» TASK TO CARRY OUT
Repeat word for word the line with "For the benchmark, point to the wooden post" and every line after it until the records below run out.

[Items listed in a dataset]
>> start
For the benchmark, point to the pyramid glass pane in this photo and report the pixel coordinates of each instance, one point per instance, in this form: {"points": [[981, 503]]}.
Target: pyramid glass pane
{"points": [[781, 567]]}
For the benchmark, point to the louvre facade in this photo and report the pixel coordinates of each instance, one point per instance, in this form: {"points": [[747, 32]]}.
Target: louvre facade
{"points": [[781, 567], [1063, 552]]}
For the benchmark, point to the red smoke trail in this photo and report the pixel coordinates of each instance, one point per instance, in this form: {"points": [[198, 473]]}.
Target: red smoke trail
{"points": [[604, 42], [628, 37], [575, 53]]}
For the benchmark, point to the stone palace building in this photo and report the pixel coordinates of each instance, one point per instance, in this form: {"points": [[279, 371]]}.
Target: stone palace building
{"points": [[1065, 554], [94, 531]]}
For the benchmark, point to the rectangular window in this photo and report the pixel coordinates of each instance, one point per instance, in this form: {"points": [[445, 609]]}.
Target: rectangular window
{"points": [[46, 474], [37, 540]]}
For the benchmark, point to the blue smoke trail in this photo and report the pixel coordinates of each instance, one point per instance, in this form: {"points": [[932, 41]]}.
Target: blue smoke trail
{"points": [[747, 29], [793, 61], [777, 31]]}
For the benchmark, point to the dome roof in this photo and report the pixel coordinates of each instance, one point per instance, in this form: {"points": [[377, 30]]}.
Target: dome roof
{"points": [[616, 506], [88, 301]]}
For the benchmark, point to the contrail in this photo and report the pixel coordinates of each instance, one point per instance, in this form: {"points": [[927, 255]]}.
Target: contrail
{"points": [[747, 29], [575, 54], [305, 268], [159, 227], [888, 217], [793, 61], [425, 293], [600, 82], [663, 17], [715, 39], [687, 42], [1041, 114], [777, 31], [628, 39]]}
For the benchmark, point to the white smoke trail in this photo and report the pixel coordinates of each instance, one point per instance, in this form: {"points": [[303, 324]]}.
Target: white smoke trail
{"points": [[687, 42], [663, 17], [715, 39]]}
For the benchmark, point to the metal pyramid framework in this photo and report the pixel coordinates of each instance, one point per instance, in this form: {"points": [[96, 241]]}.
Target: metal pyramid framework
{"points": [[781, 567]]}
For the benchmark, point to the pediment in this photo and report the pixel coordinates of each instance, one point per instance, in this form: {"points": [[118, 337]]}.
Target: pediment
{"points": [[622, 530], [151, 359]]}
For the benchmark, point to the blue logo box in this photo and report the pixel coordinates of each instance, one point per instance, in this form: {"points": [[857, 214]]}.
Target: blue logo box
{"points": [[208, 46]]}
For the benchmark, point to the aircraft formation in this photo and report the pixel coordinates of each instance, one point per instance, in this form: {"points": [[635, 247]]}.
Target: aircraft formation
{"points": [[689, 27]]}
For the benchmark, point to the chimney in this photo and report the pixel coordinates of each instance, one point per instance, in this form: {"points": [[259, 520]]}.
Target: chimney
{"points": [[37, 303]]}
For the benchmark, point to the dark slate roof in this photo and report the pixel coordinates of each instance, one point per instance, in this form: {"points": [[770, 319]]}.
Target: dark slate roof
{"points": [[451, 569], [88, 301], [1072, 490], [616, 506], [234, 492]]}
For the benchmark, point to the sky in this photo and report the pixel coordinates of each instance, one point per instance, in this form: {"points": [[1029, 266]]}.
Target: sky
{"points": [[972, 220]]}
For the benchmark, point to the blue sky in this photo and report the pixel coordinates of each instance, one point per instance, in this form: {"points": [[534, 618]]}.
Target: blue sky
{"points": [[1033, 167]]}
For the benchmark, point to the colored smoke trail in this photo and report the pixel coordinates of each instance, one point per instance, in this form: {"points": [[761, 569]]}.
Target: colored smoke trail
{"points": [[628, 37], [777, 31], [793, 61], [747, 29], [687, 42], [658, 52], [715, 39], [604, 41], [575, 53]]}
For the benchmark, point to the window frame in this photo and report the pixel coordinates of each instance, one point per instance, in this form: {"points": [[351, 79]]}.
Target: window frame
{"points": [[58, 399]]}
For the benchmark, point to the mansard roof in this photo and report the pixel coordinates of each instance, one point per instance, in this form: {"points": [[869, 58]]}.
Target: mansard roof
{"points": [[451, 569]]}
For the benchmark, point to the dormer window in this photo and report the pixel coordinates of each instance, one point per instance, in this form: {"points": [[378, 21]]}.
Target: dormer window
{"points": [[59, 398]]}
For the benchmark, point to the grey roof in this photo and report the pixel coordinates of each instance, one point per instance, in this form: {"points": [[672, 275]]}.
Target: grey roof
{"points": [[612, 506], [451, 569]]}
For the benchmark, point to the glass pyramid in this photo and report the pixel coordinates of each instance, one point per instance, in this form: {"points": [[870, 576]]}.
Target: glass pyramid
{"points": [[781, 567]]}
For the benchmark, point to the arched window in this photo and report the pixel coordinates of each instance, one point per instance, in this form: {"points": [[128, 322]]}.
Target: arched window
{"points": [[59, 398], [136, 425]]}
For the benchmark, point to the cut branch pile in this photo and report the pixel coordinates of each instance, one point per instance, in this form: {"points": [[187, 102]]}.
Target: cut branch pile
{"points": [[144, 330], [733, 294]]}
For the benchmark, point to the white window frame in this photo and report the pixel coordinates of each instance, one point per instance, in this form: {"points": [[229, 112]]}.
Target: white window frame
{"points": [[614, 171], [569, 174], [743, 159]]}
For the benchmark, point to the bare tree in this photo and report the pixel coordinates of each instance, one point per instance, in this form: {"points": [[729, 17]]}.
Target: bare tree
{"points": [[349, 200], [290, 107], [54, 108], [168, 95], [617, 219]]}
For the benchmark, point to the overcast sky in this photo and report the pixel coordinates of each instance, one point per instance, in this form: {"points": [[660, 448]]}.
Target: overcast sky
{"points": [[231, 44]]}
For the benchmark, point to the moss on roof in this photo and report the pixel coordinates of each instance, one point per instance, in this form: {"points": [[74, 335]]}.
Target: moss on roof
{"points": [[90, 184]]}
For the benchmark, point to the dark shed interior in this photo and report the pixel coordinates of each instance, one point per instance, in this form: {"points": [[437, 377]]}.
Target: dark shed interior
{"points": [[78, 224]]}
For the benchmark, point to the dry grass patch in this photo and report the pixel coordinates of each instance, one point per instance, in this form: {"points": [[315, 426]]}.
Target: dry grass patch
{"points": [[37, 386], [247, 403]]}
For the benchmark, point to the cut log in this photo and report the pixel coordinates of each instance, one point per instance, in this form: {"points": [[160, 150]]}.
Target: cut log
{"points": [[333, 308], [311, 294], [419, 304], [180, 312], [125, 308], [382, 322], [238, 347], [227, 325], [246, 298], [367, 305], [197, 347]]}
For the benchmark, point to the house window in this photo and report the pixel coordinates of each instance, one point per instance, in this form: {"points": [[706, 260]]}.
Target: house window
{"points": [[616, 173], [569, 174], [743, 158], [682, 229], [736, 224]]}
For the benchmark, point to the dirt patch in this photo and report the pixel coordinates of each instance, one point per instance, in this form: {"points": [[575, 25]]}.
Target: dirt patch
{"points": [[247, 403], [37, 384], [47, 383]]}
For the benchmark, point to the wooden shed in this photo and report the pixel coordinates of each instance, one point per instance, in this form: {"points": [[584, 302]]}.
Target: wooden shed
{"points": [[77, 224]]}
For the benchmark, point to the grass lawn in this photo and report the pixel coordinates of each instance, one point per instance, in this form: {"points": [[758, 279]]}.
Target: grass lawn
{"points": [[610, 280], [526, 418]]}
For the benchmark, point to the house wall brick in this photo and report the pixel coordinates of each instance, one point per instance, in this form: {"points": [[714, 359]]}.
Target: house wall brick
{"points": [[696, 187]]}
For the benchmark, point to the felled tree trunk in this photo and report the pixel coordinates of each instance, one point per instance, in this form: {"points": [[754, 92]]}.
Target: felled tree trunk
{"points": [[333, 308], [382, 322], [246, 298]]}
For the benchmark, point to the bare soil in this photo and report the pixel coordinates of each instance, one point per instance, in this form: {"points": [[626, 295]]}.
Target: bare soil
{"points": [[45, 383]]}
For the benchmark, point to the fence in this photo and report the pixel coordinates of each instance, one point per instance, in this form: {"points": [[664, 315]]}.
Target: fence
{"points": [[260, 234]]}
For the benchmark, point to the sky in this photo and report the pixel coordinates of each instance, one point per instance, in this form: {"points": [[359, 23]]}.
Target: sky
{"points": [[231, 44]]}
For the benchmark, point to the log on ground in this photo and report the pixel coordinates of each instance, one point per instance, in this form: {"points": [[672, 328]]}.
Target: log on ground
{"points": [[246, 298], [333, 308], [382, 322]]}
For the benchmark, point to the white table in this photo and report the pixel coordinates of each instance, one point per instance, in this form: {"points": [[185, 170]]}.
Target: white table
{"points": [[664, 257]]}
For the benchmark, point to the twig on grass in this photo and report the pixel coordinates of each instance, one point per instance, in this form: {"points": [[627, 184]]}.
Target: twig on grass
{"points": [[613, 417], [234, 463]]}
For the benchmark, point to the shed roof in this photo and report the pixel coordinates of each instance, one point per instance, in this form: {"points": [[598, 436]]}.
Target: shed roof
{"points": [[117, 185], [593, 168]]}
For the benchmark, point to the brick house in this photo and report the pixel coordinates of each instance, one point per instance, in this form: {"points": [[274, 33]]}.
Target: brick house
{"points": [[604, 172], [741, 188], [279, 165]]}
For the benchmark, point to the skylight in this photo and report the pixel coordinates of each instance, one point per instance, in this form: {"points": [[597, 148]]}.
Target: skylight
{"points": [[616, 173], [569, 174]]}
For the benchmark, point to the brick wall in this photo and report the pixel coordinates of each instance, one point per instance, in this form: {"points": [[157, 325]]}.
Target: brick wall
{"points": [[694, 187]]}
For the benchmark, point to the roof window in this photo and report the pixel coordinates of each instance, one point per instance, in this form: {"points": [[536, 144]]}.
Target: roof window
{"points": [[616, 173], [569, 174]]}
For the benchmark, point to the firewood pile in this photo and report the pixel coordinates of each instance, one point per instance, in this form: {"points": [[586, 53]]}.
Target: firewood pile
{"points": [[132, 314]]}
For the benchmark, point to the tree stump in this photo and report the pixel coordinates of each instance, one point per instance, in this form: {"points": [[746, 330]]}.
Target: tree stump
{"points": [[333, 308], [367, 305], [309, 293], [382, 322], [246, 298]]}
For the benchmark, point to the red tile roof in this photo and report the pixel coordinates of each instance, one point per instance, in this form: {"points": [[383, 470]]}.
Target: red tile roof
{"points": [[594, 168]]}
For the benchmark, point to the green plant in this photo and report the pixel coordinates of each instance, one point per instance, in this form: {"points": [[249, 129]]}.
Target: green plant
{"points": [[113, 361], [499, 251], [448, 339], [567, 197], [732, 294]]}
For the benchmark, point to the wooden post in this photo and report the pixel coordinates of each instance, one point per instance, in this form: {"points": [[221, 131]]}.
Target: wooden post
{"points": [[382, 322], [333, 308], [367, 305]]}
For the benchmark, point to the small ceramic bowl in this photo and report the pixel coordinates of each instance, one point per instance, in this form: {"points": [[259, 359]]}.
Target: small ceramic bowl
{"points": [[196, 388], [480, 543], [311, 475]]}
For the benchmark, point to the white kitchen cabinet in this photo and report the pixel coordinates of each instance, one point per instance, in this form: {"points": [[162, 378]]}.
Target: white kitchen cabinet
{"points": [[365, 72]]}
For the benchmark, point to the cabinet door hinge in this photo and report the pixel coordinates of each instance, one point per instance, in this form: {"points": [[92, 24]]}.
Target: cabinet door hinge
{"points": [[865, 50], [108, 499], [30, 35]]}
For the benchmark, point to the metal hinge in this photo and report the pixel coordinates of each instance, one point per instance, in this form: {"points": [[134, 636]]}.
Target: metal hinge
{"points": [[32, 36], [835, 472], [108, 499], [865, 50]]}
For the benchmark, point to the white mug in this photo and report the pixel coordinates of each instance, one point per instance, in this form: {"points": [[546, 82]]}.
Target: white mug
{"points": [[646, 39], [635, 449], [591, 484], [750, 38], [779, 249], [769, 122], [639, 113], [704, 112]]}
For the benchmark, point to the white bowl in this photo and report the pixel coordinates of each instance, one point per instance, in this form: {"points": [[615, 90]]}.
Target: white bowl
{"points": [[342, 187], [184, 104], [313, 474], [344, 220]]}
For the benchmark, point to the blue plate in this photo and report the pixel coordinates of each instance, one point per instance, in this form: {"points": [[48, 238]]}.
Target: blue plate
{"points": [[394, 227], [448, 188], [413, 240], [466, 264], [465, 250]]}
>> end
» EXPECTED OUTPUT
For the benchmark, point to the wooden post in this photo and report the pixel coordinates of each instance, one point per instance, in this form: {"points": [[221, 131]]}.
Target: wooden post
{"points": [[382, 322], [333, 308], [367, 305]]}
For the benchmark, point to the small ceramic bowl in this photo and report the pixel coordinates of each instance, one point per instance, in this form: {"points": [[259, 359]]}.
Target: small ceramic bowl
{"points": [[196, 388], [480, 543], [311, 475]]}
For the benchmark, point to the white kitchen cabinet in this photo and report the pixel coordinates of each instance, one point per instance, in this form: {"points": [[162, 378]]}.
Target: white kitchen cabinet
{"points": [[365, 72]]}
For the benchmark, point to the cabinet door hinge in this photo and report the pixel coordinates of each instance, one point per instance, in this form: {"points": [[92, 24]]}.
Target: cabinet door hinge
{"points": [[865, 50], [108, 499], [30, 35]]}
For the benchmark, point to the metal hinge in this photo and report the pixel coordinates of each instance, one point per instance, in this form: {"points": [[134, 636]]}.
Target: metal hinge
{"points": [[32, 36], [835, 472], [108, 499], [865, 50]]}
For the benchmark, point to the white mug in this photo and report the pixel coordinates of each instance, one point per instance, in this form: {"points": [[546, 82]]}.
Target: white mug
{"points": [[646, 39], [635, 449], [591, 484], [750, 38], [779, 249], [769, 122], [639, 113], [704, 112]]}
For the benchmark, point to the white bowl in this photo and report the pixel coordinates of each instance, one point per instance, in this form: {"points": [[615, 90]]}.
Target: white bowl
{"points": [[342, 187], [184, 104], [313, 474], [344, 220]]}
For the benchmark, point to the blue plate in this photo and report the pixel coordinates of each instance, one point per instance, in this form: {"points": [[48, 238]]}.
Target: blue plate
{"points": [[394, 227], [448, 188], [413, 240], [466, 264], [465, 250]]}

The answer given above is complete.